[Data items]
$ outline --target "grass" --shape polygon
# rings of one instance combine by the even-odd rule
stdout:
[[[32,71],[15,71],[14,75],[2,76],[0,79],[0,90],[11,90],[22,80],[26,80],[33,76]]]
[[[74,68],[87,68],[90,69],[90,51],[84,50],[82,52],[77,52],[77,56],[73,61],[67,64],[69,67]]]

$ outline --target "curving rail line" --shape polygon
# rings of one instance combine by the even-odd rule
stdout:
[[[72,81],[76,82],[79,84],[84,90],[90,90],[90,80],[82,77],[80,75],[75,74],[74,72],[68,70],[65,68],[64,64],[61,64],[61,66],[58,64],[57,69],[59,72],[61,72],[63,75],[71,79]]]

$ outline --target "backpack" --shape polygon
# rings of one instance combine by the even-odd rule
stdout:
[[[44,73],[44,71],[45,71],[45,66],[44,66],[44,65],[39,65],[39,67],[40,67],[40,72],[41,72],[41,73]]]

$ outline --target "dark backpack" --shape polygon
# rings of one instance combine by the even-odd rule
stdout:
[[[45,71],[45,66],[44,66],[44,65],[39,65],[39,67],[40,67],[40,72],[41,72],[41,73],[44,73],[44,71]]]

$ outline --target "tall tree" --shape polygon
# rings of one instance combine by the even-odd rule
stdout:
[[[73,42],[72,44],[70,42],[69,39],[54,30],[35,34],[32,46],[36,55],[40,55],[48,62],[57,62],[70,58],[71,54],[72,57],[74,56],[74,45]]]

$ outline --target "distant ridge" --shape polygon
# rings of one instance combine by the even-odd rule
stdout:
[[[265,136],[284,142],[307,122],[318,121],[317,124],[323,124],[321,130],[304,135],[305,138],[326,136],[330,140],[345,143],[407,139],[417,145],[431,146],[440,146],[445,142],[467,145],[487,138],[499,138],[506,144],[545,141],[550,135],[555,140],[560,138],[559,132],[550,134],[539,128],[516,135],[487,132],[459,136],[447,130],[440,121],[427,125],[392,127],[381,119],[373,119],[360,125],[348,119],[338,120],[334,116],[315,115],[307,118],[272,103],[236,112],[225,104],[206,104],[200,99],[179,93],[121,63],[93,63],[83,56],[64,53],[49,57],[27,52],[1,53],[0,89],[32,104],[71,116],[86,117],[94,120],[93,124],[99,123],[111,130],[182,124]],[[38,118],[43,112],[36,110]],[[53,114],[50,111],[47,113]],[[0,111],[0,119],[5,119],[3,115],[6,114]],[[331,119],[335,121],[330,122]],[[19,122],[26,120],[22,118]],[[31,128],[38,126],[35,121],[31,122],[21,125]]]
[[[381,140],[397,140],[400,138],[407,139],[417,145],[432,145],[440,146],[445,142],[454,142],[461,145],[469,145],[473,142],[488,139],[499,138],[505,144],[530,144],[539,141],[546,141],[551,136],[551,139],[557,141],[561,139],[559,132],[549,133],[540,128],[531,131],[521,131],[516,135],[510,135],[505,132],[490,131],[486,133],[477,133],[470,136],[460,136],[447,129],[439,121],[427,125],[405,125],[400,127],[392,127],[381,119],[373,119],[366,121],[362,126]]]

## WORK REQUIRED
Return the entries above exactly as they appear.

## WORKED SOLUTION
$ outline --target "grass" --shape polygon
# rings of one instance combine by the even-odd rule
stdout:
[[[32,71],[15,71],[14,75],[2,76],[0,79],[0,90],[11,90],[22,80],[26,80],[33,76]]]
[[[74,68],[87,68],[90,69],[90,51],[84,50],[82,52],[77,52],[77,56],[73,61],[67,64],[69,67]]]

$ outline --target "curving rail line" --shape polygon
# rings of one instance combine by the even-odd rule
stdout:
[[[72,81],[76,82],[79,84],[84,90],[90,90],[90,80],[82,77],[80,75],[75,74],[74,72],[68,70],[65,68],[64,64],[61,64],[61,66],[58,64],[57,69],[59,72],[61,72],[63,75],[71,79]]]

$ outline --target "backpack" --shape polygon
# rings of one instance combine by the even-odd rule
stdout:
[[[44,73],[44,71],[45,71],[45,66],[44,66],[44,65],[39,65],[39,67],[40,67],[40,72],[41,72],[41,73]]]

$ outline --target "dark backpack" --shape polygon
# rings of one instance combine by the even-odd rule
stdout:
[[[45,71],[45,66],[44,66],[44,65],[39,65],[39,67],[40,67],[40,72],[41,72],[41,73],[44,73],[44,71]]]

$ outline --target "tall tree" --shape polygon
# rings of one instance combine by the even-odd rule
stdout:
[[[73,42],[72,44],[70,42],[69,39],[54,30],[35,34],[32,46],[36,55],[40,55],[48,62],[57,62],[70,58],[71,54],[72,57],[74,56],[74,45]]]

$ outline --target "distant ridge" --shape polygon
# rings of one instance combine by the even-odd rule
stdout:
[[[265,136],[284,142],[307,122],[318,121],[317,124],[323,124],[321,130],[304,135],[305,138],[326,136],[330,140],[345,143],[407,139],[417,145],[431,146],[440,146],[445,142],[467,145],[487,138],[499,138],[506,144],[545,141],[550,135],[555,140],[560,138],[559,132],[550,134],[539,128],[516,135],[487,132],[459,136],[447,130],[440,121],[427,125],[392,127],[381,119],[373,119],[360,125],[348,119],[338,120],[334,116],[315,115],[307,118],[272,103],[236,112],[225,104],[206,104],[200,99],[179,93],[121,63],[93,63],[83,56],[64,53],[49,57],[27,52],[1,53],[0,89],[32,104],[71,116],[86,117],[94,120],[93,124],[99,123],[111,130],[182,124]],[[38,118],[43,112],[36,110]],[[53,114],[50,111],[47,113]],[[0,111],[0,119],[5,119],[3,115],[6,114]],[[331,119],[335,121],[330,122]],[[19,122],[26,120],[22,118]],[[31,128],[38,126],[35,121],[31,122],[21,125]]]
[[[381,140],[397,140],[400,138],[407,139],[417,145],[432,145],[440,146],[445,142],[454,142],[461,145],[469,145],[473,142],[488,139],[499,138],[505,144],[530,144],[539,141],[546,141],[551,136],[551,139],[557,141],[561,139],[559,132],[549,133],[540,128],[531,131],[521,131],[516,135],[510,135],[505,132],[490,131],[486,133],[477,133],[470,136],[460,136],[447,129],[439,121],[427,125],[405,125],[400,127],[392,127],[381,119],[373,119],[366,121],[362,126]]]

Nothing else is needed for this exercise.